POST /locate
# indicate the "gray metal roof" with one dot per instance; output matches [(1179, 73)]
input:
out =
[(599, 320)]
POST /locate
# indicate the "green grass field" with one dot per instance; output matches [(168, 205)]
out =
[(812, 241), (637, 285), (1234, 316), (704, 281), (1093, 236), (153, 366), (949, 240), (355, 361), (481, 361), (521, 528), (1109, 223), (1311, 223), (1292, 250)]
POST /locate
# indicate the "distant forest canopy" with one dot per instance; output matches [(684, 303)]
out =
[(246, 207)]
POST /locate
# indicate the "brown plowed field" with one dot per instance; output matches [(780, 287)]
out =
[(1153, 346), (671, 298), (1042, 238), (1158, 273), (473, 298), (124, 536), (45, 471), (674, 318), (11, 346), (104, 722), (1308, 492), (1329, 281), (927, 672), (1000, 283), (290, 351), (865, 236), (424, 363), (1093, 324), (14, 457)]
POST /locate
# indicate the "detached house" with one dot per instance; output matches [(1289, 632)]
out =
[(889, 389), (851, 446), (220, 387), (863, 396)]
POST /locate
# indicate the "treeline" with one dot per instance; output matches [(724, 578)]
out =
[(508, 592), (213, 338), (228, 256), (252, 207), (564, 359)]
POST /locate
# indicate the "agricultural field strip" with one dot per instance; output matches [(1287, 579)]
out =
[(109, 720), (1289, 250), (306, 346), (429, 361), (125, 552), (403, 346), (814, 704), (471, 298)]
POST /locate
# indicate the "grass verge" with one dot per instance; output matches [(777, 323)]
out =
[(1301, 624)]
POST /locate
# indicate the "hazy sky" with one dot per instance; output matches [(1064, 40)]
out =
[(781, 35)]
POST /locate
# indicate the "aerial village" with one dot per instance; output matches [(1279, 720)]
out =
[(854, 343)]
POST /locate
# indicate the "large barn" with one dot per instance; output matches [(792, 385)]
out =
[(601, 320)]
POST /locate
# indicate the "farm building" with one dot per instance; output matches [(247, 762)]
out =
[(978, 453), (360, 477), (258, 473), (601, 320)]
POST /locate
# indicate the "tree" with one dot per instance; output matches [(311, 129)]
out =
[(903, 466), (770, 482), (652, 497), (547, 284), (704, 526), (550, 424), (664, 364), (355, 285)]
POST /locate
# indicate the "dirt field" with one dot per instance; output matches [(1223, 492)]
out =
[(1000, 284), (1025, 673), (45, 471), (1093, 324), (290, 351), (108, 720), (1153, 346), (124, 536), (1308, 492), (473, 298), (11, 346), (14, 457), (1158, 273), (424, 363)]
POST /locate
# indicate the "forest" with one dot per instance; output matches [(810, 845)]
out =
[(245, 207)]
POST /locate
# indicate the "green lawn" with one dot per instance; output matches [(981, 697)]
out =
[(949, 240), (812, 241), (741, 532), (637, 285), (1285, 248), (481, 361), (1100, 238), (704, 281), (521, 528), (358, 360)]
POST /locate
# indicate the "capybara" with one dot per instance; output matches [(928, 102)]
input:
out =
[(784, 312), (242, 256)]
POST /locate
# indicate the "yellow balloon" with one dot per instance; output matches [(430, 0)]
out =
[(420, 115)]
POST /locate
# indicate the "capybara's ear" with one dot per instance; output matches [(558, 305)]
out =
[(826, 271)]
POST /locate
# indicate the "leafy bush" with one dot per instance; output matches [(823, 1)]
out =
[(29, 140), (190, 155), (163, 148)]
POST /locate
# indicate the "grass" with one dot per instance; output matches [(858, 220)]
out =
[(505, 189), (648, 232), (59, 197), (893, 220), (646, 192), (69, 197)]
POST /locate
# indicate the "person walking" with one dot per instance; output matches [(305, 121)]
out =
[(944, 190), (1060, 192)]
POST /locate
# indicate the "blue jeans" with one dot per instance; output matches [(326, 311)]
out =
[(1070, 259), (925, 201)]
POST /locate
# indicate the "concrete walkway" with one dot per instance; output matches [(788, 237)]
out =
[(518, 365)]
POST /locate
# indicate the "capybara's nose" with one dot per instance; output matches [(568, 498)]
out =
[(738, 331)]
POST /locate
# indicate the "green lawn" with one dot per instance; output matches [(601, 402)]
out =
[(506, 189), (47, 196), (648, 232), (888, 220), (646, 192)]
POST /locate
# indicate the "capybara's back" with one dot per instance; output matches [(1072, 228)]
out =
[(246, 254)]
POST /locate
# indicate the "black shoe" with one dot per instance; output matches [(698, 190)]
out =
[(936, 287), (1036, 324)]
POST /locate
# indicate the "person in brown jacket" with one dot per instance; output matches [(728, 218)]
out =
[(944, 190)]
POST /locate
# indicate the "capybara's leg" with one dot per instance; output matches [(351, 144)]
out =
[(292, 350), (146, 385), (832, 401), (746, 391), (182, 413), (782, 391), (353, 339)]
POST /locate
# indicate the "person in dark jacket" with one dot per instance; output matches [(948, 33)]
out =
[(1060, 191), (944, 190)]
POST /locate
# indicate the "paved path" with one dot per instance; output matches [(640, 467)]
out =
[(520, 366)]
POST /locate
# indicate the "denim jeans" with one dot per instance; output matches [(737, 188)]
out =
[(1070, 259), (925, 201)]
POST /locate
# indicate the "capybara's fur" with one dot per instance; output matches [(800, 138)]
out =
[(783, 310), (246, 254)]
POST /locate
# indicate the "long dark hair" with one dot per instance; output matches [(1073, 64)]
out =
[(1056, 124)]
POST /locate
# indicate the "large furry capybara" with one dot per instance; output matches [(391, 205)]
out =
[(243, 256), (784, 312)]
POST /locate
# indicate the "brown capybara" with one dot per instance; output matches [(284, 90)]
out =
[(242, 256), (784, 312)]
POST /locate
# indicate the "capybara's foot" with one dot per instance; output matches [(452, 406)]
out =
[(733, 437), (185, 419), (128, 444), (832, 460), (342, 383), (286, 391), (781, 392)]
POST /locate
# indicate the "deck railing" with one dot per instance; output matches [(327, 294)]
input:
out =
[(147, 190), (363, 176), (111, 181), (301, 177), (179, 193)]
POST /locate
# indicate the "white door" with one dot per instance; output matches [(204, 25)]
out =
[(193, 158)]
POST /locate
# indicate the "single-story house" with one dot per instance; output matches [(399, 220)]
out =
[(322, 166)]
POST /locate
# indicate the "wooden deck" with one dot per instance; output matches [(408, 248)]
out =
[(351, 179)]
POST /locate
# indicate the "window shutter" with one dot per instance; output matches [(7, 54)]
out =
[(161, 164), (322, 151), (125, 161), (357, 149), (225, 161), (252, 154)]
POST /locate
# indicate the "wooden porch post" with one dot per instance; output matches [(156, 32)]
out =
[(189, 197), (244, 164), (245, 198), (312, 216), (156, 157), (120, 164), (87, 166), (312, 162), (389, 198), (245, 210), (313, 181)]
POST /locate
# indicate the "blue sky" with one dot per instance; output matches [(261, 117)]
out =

···

■ **What you have to do**
Restate each record exactly as written.

■ **Worked solution**
POST /locate
# indicate the "gray metal roof" with one dot per instance; output matches [(1179, 73)]
input:
out =
[(599, 320)]
POST /locate
# indicate the "green grass field" with one dot per instance; output matches [(168, 205)]
out =
[(812, 241), (637, 285), (1234, 316), (704, 281), (1093, 236), (153, 366), (949, 240), (355, 361), (481, 361), (521, 528), (1109, 223), (1311, 223), (1292, 250)]
POST /locate
# indicate the "distant forest canopy" with one dot per instance; output matches [(684, 303)]
out =
[(246, 207)]
POST /locate
# indicate the "brown plowed field" with one dot per instance; output matches [(780, 287)]
out =
[(1153, 346), (671, 298), (1042, 238), (1158, 273), (473, 298), (124, 536), (45, 471), (674, 318), (11, 346), (104, 722), (1308, 492), (1329, 281), (927, 672), (1000, 283), (290, 351), (865, 236), (424, 363), (1093, 324), (14, 457)]
POST /locate
# indicate the "detached house" with one dot per instance; output matches [(1289, 632)]
out =
[(889, 389), (851, 446), (220, 387), (863, 396)]
POST /locate
# indicate the "treeline" with one dot per instance; output matches [(724, 578)]
out =
[(508, 592), (213, 338), (228, 256), (252, 207), (564, 359)]
POST /locate
# indicate the "agricultural field strip" with one dot per instance; output matches [(1287, 579)]
out =
[(109, 720), (1289, 250), (306, 346), (429, 361), (125, 552), (403, 346), (814, 704), (471, 298)]
POST /locate
# indicate the "grass verge" with one dot per instance; output matches [(777, 323)]
out =
[(1301, 624)]
POST /locate
# indicate the "hazy sky" with one dot per instance; output matches [(1064, 40)]
out =
[(781, 35)]
POST /locate
# indicate the "aerial village" with one dot per instance; output matches [(1279, 720)]
out =
[(854, 343)]
POST /locate
# indicate the "large barn" with one dot per instance; output matches [(792, 385)]
out =
[(601, 320)]
POST /locate
# indicate the "farm building" with one dot per instance; output matches [(247, 762)]
out =
[(978, 453), (360, 477), (258, 473), (601, 320)]
POST /locate
# indicate the "tree" with one dot per instance; output matches [(311, 129)]
out =
[(903, 466), (770, 482), (652, 497), (547, 284), (704, 526), (550, 424), (664, 364), (355, 285)]
POST /locate
# indicate the "dirt field" with one dot per instance; output matches [(1223, 492)]
out =
[(1000, 284), (1025, 673), (45, 471), (1093, 324), (290, 351), (108, 720), (1153, 346), (124, 536), (1308, 492), (473, 298), (11, 346), (14, 457), (1158, 273), (424, 363)]
POST /locate
# indicate the "forest" with one dot per instance; output matches [(810, 845)]
out =
[(245, 207)]
POST /locate
# indicate the "green lawn" with one dot per instance; output matches [(981, 697)]
out =
[(949, 240), (812, 241), (741, 532), (637, 285), (1285, 248), (481, 361), (1100, 238), (704, 281), (521, 528), (358, 360)]
POST /locate
# indicate the "capybara" with one dot per instance; output matches [(928, 102)]
input:
out =
[(784, 312), (242, 256)]
POST /locate
# indicate the "yellow balloon" with one dot per instance; output matches [(430, 0)]
out =
[(420, 115)]
POST /locate
# indicate the "capybara's ear" with one dot per instance; output matches [(558, 305)]
out =
[(826, 271)]
POST /locate
# indicate the "leafy bush" with one dot per instance; output matches [(823, 1)]
out =
[(29, 140), (190, 155), (163, 148)]
POST /locate
# indicate the "grass" with one dot per instance; output matches [(858, 220)]
out =
[(505, 189), (648, 232), (59, 197), (893, 220), (646, 192), (69, 197)]
POST /locate
# indicate the "person walking" with one dot per instance; output matches [(305, 121)]
out =
[(944, 190), (1060, 192)]
POST /locate
# indicate the "blue jeans" with one dot per instance; output matches [(326, 311)]
out =
[(1070, 259), (925, 201)]
POST /locate
# indicate the "concrete walkway" with one dot per instance; output matches [(788, 237)]
out =
[(518, 365)]
POST /locate
# indicate the "capybara's nose" with one dot per instance; output matches [(568, 498)]
out =
[(738, 331)]
POST /locate
# indicate the "green lawn" with one dot per instance; output matches [(601, 402)]
out =
[(506, 189), (47, 196), (648, 232), (888, 220), (646, 192)]
POST /locate
# indicate the "capybara's back" with one dot per instance; output matches [(1072, 228)]
out =
[(246, 254)]
POST /locate
# indicate the "black shoe" with one dot per instance; output matches [(698, 190)]
out =
[(936, 287), (1036, 324)]
POST /locate
# indicate the "person in brown jacket" with one dot per instance; output matches [(728, 218)]
out =
[(944, 190)]
POST /locate
# indicate the "capybara's leg" with one dot per instance; output matches [(351, 144)]
out =
[(292, 350), (146, 385), (832, 401), (746, 391), (182, 413), (782, 391), (353, 339)]
POST /locate
# indicate the "person in dark jacket" with one dot per instance; output matches [(948, 33)]
out =
[(1060, 191), (944, 190)]
POST /locate
# indicate the "paved path" with one dot per instance; output matches [(640, 467)]
out =
[(520, 366)]
POST /locate
# indicate the "denim jeans" with one dot per instance; output matches [(737, 188)]
out =
[(1070, 259), (925, 201)]
POST /locate
# indicate the "capybara's fur" with one dot per instance; output matches [(800, 138)]
out =
[(783, 310), (246, 254)]
POST /locate
# indicate the "long dark hair" with one dot per instance; output matches [(1073, 64)]
out =
[(1056, 124)]
POST /locate
# indicate the "large furry capybara" with one dot per instance; output matches [(391, 205)]
out =
[(243, 256), (784, 312)]
POST /locate
# indicate the "brown capybara" with one dot per instance; output matches [(284, 90)]
out =
[(242, 256), (784, 312)]
POST /locate
# indicate the "capybara's foot" with one dot per instance; output matches [(452, 406)]
out =
[(733, 437), (185, 419), (128, 444), (832, 460), (342, 383), (286, 391), (781, 392)]
POST /locate
# indicate the "deck railing" with one dot per instance; output matches [(327, 294)]
input:
out =
[(147, 190), (363, 176), (111, 181), (301, 177), (179, 193)]
POST /locate
# indicate the "white door" with one dot per instance; output matches [(204, 25)]
out =
[(193, 158)]
POST /locate
# indicate the "single-story house" with one dot per instance; output matches [(399, 220)]
out =
[(322, 166)]
POST /locate
# indicate the "wooden deck" with one dot per instance; output matches [(408, 248)]
out =
[(351, 179)]
POST /locate
# indicate the "window shutter" with one dot per instance; output matches [(7, 54)]
out =
[(161, 164), (322, 151), (125, 161), (357, 149), (225, 161), (252, 154)]
POST /locate
# indicate the "wooden porch post" with one dot per instance; output matches [(156, 32)]
out =
[(189, 197), (244, 164), (245, 198), (312, 216), (156, 157), (120, 164), (87, 166), (312, 162), (389, 198), (245, 210), (313, 181)]
POST /locate
# indicate the "blue sky" with one dot per instance; output matches [(261, 117)]
out =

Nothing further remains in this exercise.